YOUR INSTRUCTIONS: Nothing should be left out: repeat all the data exactly.

SOURCE INFORMATION:
========================================

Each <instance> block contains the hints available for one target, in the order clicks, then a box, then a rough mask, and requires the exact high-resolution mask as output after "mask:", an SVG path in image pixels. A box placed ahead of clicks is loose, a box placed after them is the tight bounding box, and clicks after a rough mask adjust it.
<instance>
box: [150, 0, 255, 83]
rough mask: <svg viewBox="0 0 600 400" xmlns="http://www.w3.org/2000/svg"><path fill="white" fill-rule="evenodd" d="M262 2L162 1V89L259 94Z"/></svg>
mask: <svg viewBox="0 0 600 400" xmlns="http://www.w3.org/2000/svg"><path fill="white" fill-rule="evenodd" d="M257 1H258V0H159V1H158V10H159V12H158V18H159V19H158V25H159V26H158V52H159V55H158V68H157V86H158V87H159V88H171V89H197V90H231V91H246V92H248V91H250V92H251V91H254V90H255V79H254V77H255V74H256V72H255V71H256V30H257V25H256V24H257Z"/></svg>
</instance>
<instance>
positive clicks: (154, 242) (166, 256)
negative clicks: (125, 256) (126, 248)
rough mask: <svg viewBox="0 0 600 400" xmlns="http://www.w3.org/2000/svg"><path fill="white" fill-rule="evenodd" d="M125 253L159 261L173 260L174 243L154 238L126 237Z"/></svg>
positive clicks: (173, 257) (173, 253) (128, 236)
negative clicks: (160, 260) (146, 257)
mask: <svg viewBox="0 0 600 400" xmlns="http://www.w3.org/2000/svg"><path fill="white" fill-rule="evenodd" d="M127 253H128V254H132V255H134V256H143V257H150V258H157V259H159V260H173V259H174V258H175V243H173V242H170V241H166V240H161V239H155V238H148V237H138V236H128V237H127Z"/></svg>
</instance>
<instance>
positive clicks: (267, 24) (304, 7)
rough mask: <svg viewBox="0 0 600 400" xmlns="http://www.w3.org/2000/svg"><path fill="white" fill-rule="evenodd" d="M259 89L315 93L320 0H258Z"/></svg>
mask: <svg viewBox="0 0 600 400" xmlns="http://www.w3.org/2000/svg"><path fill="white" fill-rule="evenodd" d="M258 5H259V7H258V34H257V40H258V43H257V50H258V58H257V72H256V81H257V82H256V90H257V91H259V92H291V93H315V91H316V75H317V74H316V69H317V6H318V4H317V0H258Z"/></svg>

========================================

SOLUTION TO THE EXERCISE:
Each <instance> block contains the hints available for one target, in the order clicks, then a box, then a rough mask, and requires the exact high-resolution mask as output after "mask:", an SVG path in image pixels. A box placed ahead of clicks is loose, a box placed after them is the tight bounding box, and clicks after a rough mask adjust it.
<instance>
box: [150, 0, 255, 83]
rough mask: <svg viewBox="0 0 600 400" xmlns="http://www.w3.org/2000/svg"><path fill="white" fill-rule="evenodd" d="M262 2L162 1V89L259 94Z"/></svg>
mask: <svg viewBox="0 0 600 400" xmlns="http://www.w3.org/2000/svg"><path fill="white" fill-rule="evenodd" d="M257 1H258V0H159V1H158V10H159V12H158V18H159V19H158V25H159V26H158V52H159V55H158V68H157V86H158V87H159V88H171V89H197V90H231V91H246V92H248V91H250V92H251V91H254V90H255V79H254V77H255V74H256V72H255V71H256V30H257V25H256V24H257Z"/></svg>
</instance>
<instance>
positive clicks: (154, 242) (166, 256)
negative clicks: (125, 256) (126, 248)
rough mask: <svg viewBox="0 0 600 400" xmlns="http://www.w3.org/2000/svg"><path fill="white" fill-rule="evenodd" d="M125 253L159 261L173 260L174 243L154 238L126 237Z"/></svg>
positive clicks: (173, 257) (173, 253) (128, 236)
negative clicks: (160, 260) (146, 257)
mask: <svg viewBox="0 0 600 400" xmlns="http://www.w3.org/2000/svg"><path fill="white" fill-rule="evenodd" d="M127 253H128V254H132V255H134V256H143V257H150V258H157V259H159V260H173V259H174V258H175V243H173V242H170V241H166V240H161V239H155V238H148V237H138V236H128V237H127Z"/></svg>
</instance>
<instance>
positive clicks: (267, 24) (304, 7)
rough mask: <svg viewBox="0 0 600 400" xmlns="http://www.w3.org/2000/svg"><path fill="white" fill-rule="evenodd" d="M259 89L315 93L320 0H258Z"/></svg>
mask: <svg viewBox="0 0 600 400" xmlns="http://www.w3.org/2000/svg"><path fill="white" fill-rule="evenodd" d="M258 5H259V7H258V34H257V40H258V43H257V50H258V58H257V72H256V81H257V82H256V90H257V91H259V92H291V93H315V91H316V75H317V74H316V69H317V6H318V4H317V0H258Z"/></svg>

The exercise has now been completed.